Required work:
Copy every line of the listing below, requests included, but scale each x and y point coordinate in the answers by 2.35 and round it to a whole number, with halves rounding up. Leave all numbers in the requests unchanged.

START

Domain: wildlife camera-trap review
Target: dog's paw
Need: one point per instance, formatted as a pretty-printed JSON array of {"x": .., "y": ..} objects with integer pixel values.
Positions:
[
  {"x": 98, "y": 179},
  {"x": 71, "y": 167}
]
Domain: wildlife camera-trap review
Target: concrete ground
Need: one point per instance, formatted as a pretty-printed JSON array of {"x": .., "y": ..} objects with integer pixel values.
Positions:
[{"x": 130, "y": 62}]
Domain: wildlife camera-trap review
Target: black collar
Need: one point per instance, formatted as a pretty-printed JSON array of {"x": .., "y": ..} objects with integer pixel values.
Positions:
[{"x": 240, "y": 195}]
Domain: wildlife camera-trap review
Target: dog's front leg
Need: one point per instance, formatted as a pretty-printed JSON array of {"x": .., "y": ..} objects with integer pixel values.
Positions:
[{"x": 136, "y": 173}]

END

Exercise result:
Domain: wildlife camera-trap review
Target: dog's paw
Need: one point per instance, formatted as a pretty-printed JSON array of {"x": .., "y": ..} objects with integer pixel values.
Positions:
[
  {"x": 230, "y": 421},
  {"x": 167, "y": 392}
]
Domain: wildlife camera-trap review
Target: concrete ground
Need: one point per instance, formatted as a pretty-printed JSON array of {"x": .., "y": ..} objects with integer pixel values.
Positions:
[{"x": 306, "y": 146}]
Domain: wildlife camera-trap review
Target: black collar
Need: one point per instance, formatted as a pretty-printed JSON array of {"x": .., "y": ..} objects with integer pixel values.
Positions:
[{"x": 564, "y": 458}]
Domain: wildlife camera-trap review
Target: dog's front leg
Need: one point per instance, formatted as a pretty-printed JSON array of {"x": .., "y": ..} objects with integer pixel values.
Positions:
[{"x": 320, "y": 407}]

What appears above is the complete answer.